** Begin **

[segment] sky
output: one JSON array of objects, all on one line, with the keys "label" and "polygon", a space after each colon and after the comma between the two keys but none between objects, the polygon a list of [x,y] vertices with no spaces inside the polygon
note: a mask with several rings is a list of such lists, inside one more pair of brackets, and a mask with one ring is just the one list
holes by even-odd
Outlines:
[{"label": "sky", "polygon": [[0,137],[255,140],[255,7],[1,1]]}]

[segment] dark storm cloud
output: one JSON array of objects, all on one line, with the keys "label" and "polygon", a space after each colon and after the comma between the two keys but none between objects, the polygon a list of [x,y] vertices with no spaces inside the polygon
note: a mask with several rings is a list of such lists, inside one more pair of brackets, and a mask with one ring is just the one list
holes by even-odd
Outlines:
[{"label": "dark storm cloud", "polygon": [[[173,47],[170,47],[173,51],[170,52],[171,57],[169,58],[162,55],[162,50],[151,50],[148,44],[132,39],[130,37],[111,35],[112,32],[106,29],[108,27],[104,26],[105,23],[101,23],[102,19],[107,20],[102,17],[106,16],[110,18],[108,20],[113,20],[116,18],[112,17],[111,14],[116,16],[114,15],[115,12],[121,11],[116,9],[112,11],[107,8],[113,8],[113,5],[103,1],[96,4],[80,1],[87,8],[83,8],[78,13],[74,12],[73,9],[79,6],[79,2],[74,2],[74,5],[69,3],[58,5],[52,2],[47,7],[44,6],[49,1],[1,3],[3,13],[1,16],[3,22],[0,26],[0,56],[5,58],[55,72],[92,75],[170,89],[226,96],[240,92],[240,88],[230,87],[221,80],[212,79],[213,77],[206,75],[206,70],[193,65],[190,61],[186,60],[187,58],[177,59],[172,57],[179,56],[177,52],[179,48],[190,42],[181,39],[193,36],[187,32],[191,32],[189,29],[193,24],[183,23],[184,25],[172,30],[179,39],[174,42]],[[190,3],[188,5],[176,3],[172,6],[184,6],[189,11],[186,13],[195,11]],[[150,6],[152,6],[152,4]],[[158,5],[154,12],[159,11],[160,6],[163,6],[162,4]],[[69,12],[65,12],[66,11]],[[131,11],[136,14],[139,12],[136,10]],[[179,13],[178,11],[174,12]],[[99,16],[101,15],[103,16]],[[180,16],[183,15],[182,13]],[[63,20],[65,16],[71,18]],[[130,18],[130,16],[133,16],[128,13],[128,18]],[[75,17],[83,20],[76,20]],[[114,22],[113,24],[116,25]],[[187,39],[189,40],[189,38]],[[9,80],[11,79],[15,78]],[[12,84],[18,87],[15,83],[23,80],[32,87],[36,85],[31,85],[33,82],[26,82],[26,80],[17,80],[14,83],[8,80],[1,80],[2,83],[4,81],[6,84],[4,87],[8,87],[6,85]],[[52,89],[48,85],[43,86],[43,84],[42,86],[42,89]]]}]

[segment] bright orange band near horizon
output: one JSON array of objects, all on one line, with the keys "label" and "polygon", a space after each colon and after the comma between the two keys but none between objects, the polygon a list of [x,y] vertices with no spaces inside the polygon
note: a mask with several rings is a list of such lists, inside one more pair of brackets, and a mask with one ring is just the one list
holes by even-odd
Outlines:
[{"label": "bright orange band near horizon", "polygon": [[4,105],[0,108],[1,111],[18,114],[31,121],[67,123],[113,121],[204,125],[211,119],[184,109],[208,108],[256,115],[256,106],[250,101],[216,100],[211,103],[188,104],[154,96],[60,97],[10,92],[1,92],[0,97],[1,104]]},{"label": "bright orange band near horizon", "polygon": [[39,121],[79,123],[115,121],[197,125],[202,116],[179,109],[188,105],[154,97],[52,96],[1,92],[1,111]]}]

** End **

◆ **Work required**: Return, word for word, every line from the line with "[segment] bright orange band near horizon" to the final line of the data.

◆ **Exercise answer**:
[segment] bright orange band near horizon
output: one JSON array of objects, all on one line, with the keys "label" and "polygon", a space after each colon and after the comma between the two keys but none between objects, the polygon a list of [x,y] vertices with no spaces inside the polygon
note: a mask with several rings is a list of such lists, inside one more pair of brackets, and a mask with one ring is just the one list
holes by even-odd
Outlines:
[{"label": "bright orange band near horizon", "polygon": [[4,105],[0,108],[1,111],[18,114],[31,121],[67,123],[113,121],[204,125],[211,119],[184,109],[208,108],[256,115],[256,106],[250,101],[216,100],[211,103],[188,104],[154,96],[60,97],[10,92],[1,92],[0,97],[1,104]]},{"label": "bright orange band near horizon", "polygon": [[39,121],[79,123],[115,121],[197,125],[202,116],[179,109],[188,105],[154,97],[52,96],[1,92],[1,111]]}]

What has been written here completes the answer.